TASKS ::
(a) In the text below on Mr Goldring's career, what year was he appointed chief executive of VSO?
(b) According to the text below on Mr Goldring's career, which organizations had he gained experience with before being appointed chief executive of VSO?

TEXT SEGMENT ::
What he had not expected was the even bigger shock that hit him two years later when he completed his VSO posting and came home to take up a career as a lawyer in the UK. He returned to Britain at the height of the Thatcherite revolution to discover that all his left-wing student friends were driving flash cars and working in accountancy. Less than a year later, he returned to international development and did not return to the UK permanently until 1995.
“One of the great ironies is that I began my career as a VSO volunteer, but if I applied to VSO at that stage now I wouldn't get an interview,” he says. “In those days there was a shortage of people with good tertiary education in most developing countries. Now there are plenty of people with graduate-level qualifications in the developing world and what they want from people and organisations like VSO are well developed professional skills.”
Between then and now, the other big change - led by Mr Goldring, who was appointed chief executive of the charity in 1999 after experience with the UN, Oxfam and the Department for International Development, as well as VSO - is in the countries from which volunteers are drawn. The charity first placed Western graduates in developing countries. Today, its volunteers are experienced professionals from across the globe; some countries, such as India, provide expert volunteers in some fields and receive them in others.
Part of this change is practical - “The number of people in the UK who know about tropical agriculture is quite small, yet the number of Kenyans who know about it is considerable” - and part is ideological. “In the former colonial countries with a real history of the white foreigner thinking that they know the answers, that sense of sharing and learning is a very powerful change in the message,” he says.
As changes go, Mr Goldring's own decision to leave international development and move to Mencap, which supports people with learning disabilities, might initially seem rather strange, but he argues that there is an underlying similarity in what the two organ-isations do. “They are both about rights and justice,” he says. “It's about the most marginalised people and what we can do to help them to run their lives most effectively.”
One of the other obvious connections is that both are being affected by the recession. Financial and job insecurity are making potential UK-based volunteers more wary of leaving the job market here to work overseas with VSO, while pension changes mean that there are fewer people who retire early. Equally, one of the first challenges that Mr Goldring expects to confront with Mencap is simply holding services together in the face of the economic unpleasantness. “The first job is to protect what we are offering to people we are working with today,” he says. “When you have councils that are short of money, if they can screw the last few pence out of a contract, they have to try to do that.”

LISTED RECORDS ::
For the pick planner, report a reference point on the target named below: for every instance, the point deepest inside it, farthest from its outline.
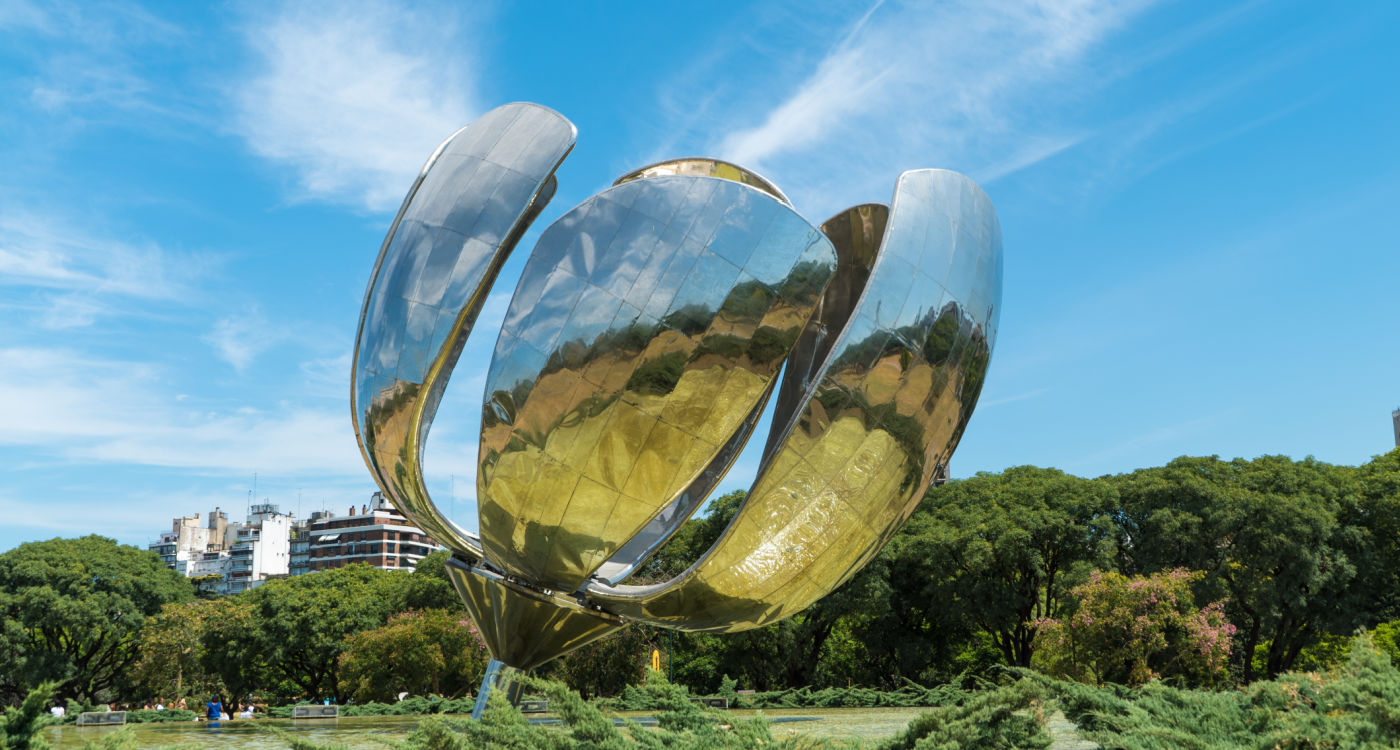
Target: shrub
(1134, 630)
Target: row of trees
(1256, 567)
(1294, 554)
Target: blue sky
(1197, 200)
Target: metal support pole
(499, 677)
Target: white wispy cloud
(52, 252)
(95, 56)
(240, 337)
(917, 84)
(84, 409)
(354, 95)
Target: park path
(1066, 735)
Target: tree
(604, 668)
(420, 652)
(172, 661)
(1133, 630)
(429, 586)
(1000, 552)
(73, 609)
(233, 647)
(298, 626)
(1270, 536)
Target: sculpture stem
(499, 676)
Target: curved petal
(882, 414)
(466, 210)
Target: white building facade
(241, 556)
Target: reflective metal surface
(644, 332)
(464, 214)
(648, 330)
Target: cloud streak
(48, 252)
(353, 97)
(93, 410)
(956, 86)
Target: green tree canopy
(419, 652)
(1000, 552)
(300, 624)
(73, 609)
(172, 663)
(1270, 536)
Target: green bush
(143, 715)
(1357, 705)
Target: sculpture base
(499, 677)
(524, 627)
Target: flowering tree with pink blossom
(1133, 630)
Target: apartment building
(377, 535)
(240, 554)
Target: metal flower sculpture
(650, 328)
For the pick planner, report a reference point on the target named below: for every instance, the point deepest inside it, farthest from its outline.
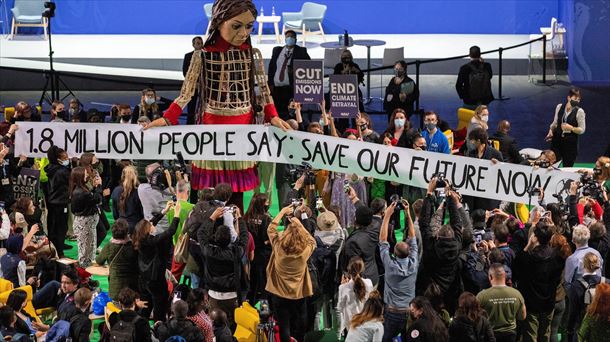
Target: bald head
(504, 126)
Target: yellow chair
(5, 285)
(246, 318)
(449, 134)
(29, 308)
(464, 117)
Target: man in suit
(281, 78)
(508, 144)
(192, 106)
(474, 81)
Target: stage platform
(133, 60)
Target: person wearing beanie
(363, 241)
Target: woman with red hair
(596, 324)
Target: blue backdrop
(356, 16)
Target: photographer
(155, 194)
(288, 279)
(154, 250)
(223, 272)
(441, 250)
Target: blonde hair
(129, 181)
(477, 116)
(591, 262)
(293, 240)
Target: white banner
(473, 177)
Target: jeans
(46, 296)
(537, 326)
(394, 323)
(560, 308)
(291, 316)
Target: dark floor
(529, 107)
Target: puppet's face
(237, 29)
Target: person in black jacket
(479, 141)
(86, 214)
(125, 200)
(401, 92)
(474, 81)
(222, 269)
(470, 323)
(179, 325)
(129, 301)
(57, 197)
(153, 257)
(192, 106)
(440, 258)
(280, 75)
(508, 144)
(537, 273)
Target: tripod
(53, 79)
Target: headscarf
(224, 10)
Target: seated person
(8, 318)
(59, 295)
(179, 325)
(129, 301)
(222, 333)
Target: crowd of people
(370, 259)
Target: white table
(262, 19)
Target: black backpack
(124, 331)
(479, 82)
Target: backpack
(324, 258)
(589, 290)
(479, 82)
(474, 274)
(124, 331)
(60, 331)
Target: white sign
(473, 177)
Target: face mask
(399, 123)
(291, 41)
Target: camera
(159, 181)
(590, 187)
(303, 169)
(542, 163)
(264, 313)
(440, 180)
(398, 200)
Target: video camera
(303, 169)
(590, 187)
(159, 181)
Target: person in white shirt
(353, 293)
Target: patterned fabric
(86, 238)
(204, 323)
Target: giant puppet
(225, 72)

---

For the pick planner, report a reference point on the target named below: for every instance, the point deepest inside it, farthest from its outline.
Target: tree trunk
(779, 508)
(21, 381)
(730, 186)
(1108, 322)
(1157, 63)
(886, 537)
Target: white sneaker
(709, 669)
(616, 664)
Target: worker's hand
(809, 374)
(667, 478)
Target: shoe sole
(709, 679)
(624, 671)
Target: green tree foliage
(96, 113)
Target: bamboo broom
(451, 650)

...

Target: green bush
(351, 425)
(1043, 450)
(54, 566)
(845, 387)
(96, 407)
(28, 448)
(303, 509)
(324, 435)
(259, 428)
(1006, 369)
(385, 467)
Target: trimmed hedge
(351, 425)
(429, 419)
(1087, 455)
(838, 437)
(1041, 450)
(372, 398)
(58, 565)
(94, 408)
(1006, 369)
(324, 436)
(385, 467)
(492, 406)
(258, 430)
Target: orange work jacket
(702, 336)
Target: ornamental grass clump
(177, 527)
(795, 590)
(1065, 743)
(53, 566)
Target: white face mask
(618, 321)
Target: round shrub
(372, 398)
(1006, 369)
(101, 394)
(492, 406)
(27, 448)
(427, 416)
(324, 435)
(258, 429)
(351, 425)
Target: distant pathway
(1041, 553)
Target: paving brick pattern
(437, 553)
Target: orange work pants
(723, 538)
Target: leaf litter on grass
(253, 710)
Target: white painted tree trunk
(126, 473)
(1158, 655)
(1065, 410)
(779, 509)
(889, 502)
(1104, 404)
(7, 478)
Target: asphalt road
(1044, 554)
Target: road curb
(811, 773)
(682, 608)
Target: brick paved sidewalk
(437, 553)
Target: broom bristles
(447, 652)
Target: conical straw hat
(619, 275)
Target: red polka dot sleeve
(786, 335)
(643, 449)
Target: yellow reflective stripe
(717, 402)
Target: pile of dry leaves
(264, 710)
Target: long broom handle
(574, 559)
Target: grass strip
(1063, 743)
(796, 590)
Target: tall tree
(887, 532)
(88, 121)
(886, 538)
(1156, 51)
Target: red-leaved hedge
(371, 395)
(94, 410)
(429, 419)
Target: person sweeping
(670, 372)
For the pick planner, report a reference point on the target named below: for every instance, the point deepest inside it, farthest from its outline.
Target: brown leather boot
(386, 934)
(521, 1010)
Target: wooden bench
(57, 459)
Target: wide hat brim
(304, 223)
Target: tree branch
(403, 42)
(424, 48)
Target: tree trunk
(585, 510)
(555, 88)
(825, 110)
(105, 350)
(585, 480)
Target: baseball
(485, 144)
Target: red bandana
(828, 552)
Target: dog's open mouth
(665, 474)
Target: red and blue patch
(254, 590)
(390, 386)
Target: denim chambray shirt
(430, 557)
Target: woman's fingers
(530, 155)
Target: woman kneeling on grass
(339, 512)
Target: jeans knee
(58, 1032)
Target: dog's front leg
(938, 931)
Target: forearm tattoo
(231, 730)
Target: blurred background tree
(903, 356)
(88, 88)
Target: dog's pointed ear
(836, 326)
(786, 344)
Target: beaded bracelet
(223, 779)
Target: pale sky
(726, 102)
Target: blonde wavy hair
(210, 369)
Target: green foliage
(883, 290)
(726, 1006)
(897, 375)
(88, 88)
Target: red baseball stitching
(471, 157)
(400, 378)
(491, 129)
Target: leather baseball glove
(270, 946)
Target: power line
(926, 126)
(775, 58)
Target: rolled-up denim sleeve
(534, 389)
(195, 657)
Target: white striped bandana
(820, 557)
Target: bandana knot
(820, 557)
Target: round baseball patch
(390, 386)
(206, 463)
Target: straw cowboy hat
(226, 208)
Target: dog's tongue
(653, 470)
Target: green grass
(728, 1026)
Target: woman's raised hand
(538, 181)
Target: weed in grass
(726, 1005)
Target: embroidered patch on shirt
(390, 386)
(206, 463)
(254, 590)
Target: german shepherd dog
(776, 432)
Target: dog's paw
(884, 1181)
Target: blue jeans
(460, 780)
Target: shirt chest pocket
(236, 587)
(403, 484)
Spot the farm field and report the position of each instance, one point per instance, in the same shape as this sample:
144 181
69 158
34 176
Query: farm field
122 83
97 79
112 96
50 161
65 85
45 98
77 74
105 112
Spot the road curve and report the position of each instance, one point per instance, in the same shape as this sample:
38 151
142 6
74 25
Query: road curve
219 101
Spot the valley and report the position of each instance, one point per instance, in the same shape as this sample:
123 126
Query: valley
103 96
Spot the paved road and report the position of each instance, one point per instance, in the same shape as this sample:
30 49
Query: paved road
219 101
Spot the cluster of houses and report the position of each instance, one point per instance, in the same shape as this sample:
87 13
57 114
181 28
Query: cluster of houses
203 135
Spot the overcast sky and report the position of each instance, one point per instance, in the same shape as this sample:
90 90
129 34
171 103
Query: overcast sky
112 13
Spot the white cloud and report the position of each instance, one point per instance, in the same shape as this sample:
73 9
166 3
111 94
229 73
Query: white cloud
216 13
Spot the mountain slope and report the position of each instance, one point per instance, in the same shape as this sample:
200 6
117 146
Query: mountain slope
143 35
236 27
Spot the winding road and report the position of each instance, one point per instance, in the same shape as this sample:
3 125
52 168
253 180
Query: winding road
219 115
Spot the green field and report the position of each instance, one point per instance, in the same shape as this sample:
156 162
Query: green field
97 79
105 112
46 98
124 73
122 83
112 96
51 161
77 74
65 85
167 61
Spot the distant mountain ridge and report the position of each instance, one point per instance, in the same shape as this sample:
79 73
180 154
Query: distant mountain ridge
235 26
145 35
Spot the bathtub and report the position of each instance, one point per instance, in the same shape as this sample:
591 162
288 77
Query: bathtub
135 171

RESULTS FOR EACH TASK ::
(a) 1999

(b) The UN, Oxfam, the Department for International Development, and VSO.